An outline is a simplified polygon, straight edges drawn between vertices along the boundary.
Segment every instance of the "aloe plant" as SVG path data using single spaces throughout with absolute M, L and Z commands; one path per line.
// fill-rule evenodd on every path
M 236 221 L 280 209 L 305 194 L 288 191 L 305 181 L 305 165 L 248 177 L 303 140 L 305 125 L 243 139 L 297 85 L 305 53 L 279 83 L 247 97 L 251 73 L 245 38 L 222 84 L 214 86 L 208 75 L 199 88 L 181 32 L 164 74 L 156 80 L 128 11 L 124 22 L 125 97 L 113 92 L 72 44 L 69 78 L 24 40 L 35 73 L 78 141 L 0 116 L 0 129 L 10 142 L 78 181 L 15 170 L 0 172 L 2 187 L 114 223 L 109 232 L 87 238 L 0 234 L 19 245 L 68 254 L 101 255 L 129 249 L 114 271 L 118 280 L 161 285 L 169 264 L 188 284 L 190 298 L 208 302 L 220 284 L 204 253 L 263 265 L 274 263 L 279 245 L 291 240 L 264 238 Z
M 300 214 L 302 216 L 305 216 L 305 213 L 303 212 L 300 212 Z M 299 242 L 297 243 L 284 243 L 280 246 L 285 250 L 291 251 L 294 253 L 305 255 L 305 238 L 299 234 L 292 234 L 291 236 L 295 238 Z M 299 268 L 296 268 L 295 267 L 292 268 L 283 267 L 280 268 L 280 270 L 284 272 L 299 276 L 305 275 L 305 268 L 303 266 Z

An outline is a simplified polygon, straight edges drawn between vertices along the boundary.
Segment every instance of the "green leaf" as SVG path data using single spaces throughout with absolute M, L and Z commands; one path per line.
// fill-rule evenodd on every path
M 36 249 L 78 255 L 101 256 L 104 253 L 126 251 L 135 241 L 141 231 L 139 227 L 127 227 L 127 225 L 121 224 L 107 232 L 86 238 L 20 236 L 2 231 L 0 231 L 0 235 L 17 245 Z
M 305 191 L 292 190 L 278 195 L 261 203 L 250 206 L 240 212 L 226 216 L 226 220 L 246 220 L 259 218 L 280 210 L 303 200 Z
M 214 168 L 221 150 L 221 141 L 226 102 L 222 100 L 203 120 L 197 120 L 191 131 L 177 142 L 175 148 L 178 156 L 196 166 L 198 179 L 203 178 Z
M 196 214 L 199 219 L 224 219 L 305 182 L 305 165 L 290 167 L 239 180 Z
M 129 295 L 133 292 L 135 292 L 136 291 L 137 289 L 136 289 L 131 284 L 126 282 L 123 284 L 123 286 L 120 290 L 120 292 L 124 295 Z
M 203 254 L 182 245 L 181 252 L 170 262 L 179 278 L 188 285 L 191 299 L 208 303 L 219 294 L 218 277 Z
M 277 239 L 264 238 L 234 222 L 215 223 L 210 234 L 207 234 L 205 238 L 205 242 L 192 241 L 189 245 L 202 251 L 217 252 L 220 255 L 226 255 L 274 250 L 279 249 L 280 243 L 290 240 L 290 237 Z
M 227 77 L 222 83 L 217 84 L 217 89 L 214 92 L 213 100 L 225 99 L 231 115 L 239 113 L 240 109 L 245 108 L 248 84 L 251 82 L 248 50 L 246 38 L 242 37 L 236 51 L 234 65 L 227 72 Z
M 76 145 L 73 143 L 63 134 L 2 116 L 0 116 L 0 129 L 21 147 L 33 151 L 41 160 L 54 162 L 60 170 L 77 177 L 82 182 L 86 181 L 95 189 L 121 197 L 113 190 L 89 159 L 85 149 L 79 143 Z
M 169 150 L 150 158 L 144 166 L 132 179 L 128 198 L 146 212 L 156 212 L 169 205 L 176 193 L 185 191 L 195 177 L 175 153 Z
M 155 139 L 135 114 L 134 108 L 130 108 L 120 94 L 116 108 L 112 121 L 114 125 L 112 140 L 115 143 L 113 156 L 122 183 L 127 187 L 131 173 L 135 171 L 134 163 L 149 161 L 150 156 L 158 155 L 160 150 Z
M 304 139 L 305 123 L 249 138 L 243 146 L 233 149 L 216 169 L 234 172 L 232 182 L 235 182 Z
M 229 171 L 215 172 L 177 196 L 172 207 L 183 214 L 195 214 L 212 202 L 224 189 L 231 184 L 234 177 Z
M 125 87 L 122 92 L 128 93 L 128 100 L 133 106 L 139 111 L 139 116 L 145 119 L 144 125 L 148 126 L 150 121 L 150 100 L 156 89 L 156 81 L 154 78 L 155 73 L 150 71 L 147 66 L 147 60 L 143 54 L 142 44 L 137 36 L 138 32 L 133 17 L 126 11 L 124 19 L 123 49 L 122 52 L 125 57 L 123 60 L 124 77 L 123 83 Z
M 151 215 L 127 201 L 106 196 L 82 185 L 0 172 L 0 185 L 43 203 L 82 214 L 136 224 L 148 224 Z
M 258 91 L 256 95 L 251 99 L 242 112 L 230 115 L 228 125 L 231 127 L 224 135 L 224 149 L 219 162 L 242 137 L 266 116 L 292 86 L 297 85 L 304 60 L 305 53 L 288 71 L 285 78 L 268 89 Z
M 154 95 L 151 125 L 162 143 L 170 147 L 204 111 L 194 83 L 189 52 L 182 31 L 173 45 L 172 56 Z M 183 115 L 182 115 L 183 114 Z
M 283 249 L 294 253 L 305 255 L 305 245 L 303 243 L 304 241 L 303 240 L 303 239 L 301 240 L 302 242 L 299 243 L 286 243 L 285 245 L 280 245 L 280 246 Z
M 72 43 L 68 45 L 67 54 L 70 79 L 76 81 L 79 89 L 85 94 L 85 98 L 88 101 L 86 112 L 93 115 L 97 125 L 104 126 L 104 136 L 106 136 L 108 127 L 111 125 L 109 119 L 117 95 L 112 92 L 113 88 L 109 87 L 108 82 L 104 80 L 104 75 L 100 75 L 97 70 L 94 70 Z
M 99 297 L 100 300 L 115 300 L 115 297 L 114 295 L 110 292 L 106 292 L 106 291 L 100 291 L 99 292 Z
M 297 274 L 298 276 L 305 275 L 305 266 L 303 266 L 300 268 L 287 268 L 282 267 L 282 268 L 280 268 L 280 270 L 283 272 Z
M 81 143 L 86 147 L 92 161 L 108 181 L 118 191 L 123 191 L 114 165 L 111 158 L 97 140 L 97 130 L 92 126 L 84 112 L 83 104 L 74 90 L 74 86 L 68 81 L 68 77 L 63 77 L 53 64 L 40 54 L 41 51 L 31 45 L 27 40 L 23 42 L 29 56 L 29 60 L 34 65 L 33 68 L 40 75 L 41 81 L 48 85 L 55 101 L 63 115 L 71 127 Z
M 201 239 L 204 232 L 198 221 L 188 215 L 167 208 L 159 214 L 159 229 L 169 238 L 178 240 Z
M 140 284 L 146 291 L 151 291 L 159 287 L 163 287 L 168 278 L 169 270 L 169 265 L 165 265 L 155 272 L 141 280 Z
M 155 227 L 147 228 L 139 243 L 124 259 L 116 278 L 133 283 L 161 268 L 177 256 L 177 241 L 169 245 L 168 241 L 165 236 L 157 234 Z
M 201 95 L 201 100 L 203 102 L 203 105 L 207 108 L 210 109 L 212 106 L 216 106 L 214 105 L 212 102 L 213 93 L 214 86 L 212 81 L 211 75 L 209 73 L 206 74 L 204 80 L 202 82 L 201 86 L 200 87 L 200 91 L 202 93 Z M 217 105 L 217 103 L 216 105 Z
====================
The exercise → Reproduce every line of the data verbatim.

Answer to this problem →
An outline is a simplified polygon, straight edges drawn between vertices along the boundary.
Segment every instance of the "aloe plant" as SVG path data using single spaces throughout with absolute M, L and Z commands; one path per line.
// fill-rule evenodd on every path
M 236 221 L 280 209 L 305 194 L 288 191 L 305 181 L 305 165 L 248 177 L 303 140 L 305 125 L 243 139 L 297 85 L 305 53 L 279 83 L 247 97 L 251 73 L 245 38 L 222 84 L 214 86 L 208 75 L 199 88 L 181 32 L 164 74 L 156 80 L 128 11 L 124 22 L 125 97 L 113 92 L 72 44 L 69 78 L 24 40 L 35 73 L 78 141 L 0 116 L 0 129 L 10 142 L 78 181 L 15 170 L 0 172 L 2 187 L 114 223 L 109 232 L 87 238 L 0 234 L 19 245 L 68 254 L 101 255 L 129 249 L 114 271 L 118 280 L 161 285 L 169 264 L 188 284 L 190 298 L 208 302 L 220 284 L 204 253 L 263 265 L 274 263 L 279 245 L 291 240 L 264 238 Z
M 300 214 L 302 216 L 305 216 L 305 213 L 303 212 L 300 212 Z M 299 242 L 297 243 L 284 243 L 280 246 L 285 250 L 291 251 L 294 253 L 305 255 L 305 238 L 299 234 L 292 234 L 291 236 L 295 238 Z M 299 268 L 296 268 L 295 267 L 292 268 L 283 267 L 280 268 L 280 270 L 284 272 L 299 276 L 305 275 L 305 268 L 303 266 Z

An outline is a simplified polygon, straight edges drawn between vertices along the boundary.
Segment every instance of the "green leaf" as SVG path data using single spaces throughout with absolute M, L and Z commands; one path per line.
// fill-rule evenodd on every path
M 36 249 L 78 255 L 101 256 L 104 253 L 126 251 L 135 241 L 141 231 L 139 227 L 127 227 L 127 225 L 121 224 L 107 232 L 86 238 L 20 236 L 2 231 L 0 231 L 0 235 L 17 245 Z
M 305 191 L 292 190 L 278 195 L 261 203 L 250 206 L 240 212 L 226 216 L 226 220 L 246 220 L 259 218 L 280 210 L 303 200 Z
M 214 168 L 221 150 L 221 141 L 226 102 L 222 100 L 203 120 L 197 120 L 191 131 L 177 142 L 175 148 L 178 156 L 196 166 L 198 179 L 203 178 Z
M 196 214 L 199 219 L 224 219 L 305 182 L 305 165 L 290 167 L 239 180 Z
M 129 295 L 133 292 L 135 292 L 136 291 L 137 289 L 136 289 L 131 284 L 126 282 L 123 284 L 123 286 L 120 290 L 120 292 L 124 295 Z
M 203 254 L 182 245 L 181 252 L 170 262 L 179 278 L 188 285 L 191 299 L 208 303 L 219 294 L 218 277 Z
M 277 239 L 264 238 L 234 222 L 215 223 L 210 234 L 207 234 L 205 238 L 205 242 L 192 241 L 189 245 L 202 251 L 217 252 L 220 255 L 226 255 L 274 250 L 279 249 L 280 243 L 290 240 L 290 237 Z
M 227 77 L 222 83 L 217 84 L 217 89 L 214 92 L 213 100 L 225 99 L 231 115 L 239 113 L 240 109 L 245 108 L 248 84 L 251 82 L 248 50 L 246 38 L 242 37 L 236 51 L 234 65 L 227 72 Z
M 76 145 L 73 143 L 63 134 L 2 116 L 0 116 L 0 129 L 21 147 L 33 151 L 41 160 L 54 162 L 60 170 L 77 177 L 82 182 L 86 181 L 95 189 L 121 197 L 113 190 L 89 159 L 85 149 L 79 143 Z
M 169 150 L 150 158 L 144 166 L 132 179 L 128 198 L 146 212 L 156 212 L 169 205 L 176 193 L 185 191 L 195 177 L 175 153 Z
M 155 139 L 135 114 L 134 108 L 130 108 L 120 94 L 116 108 L 112 121 L 114 125 L 112 140 L 115 143 L 113 156 L 122 183 L 127 187 L 131 173 L 135 171 L 134 163 L 149 161 L 150 156 L 158 155 L 160 150 Z
M 304 139 L 305 123 L 249 138 L 243 146 L 233 149 L 216 169 L 234 172 L 232 182 L 235 182 Z
M 229 171 L 215 172 L 177 196 L 172 207 L 183 214 L 195 214 L 212 202 L 224 189 L 231 184 L 234 177 Z
M 125 87 L 122 92 L 128 93 L 128 100 L 133 106 L 139 111 L 139 116 L 145 119 L 144 125 L 148 126 L 150 121 L 150 100 L 156 89 L 156 81 L 154 78 L 155 73 L 150 71 L 147 66 L 147 60 L 143 54 L 142 44 L 137 36 L 138 32 L 133 17 L 126 11 L 124 19 L 123 49 L 122 52 L 125 57 L 123 60 L 124 77 L 123 83 Z
M 151 215 L 127 201 L 106 196 L 82 185 L 0 172 L 0 185 L 43 203 L 82 214 L 136 224 L 148 224 Z
M 258 91 L 256 95 L 251 99 L 242 112 L 230 115 L 228 125 L 231 127 L 224 135 L 224 149 L 219 162 L 242 137 L 266 116 L 292 86 L 297 85 L 304 60 L 305 53 L 288 71 L 285 78 L 268 89 Z
M 154 95 L 151 125 L 162 143 L 170 147 L 204 111 L 194 83 L 189 52 L 182 31 L 173 45 L 172 56 Z M 183 115 L 182 115 L 183 114 Z
M 283 249 L 294 253 L 305 255 L 305 245 L 303 243 L 304 241 L 303 240 L 303 239 L 301 240 L 302 242 L 299 243 L 286 243 L 285 245 L 280 245 L 280 246 Z
M 72 43 L 68 45 L 67 54 L 70 79 L 76 81 L 79 89 L 85 94 L 85 98 L 88 101 L 86 112 L 93 115 L 97 125 L 104 126 L 104 136 L 106 136 L 108 127 L 111 125 L 109 119 L 117 95 L 112 92 L 113 88 L 109 87 L 108 82 L 104 80 L 104 75 L 100 75 L 97 70 L 94 70 Z
M 99 297 L 100 300 L 115 300 L 115 297 L 114 295 L 110 292 L 106 292 L 106 291 L 100 291 L 99 292 Z
M 297 274 L 298 276 L 305 275 L 305 266 L 303 266 L 300 268 L 287 268 L 282 267 L 282 268 L 280 268 L 280 270 L 283 272 Z
M 81 143 L 86 147 L 92 161 L 108 181 L 118 191 L 123 191 L 114 165 L 111 158 L 97 140 L 97 130 L 92 126 L 84 112 L 83 104 L 74 90 L 74 86 L 68 81 L 68 77 L 63 77 L 53 64 L 40 54 L 41 51 L 31 45 L 27 40 L 23 42 L 29 56 L 29 60 L 34 65 L 33 68 L 40 75 L 41 81 L 48 85 L 55 101 L 63 115 L 71 127 Z
M 201 239 L 204 232 L 198 221 L 188 215 L 167 208 L 159 214 L 159 229 L 169 238 L 178 240 Z
M 140 284 L 146 291 L 151 291 L 159 287 L 163 287 L 168 278 L 169 270 L 169 265 L 165 265 L 155 272 L 141 280 Z
M 155 227 L 147 228 L 139 243 L 124 259 L 116 278 L 133 283 L 161 268 L 177 256 L 177 241 L 169 245 L 168 241 L 165 236 L 157 234 Z
M 201 95 L 201 100 L 203 102 L 203 105 L 207 108 L 210 109 L 212 106 L 216 106 L 214 105 L 212 102 L 213 93 L 214 86 L 212 81 L 211 75 L 209 73 L 206 74 L 204 80 L 202 82 L 201 86 L 200 87 L 200 91 L 202 93 Z M 217 105 L 217 103 L 216 105 Z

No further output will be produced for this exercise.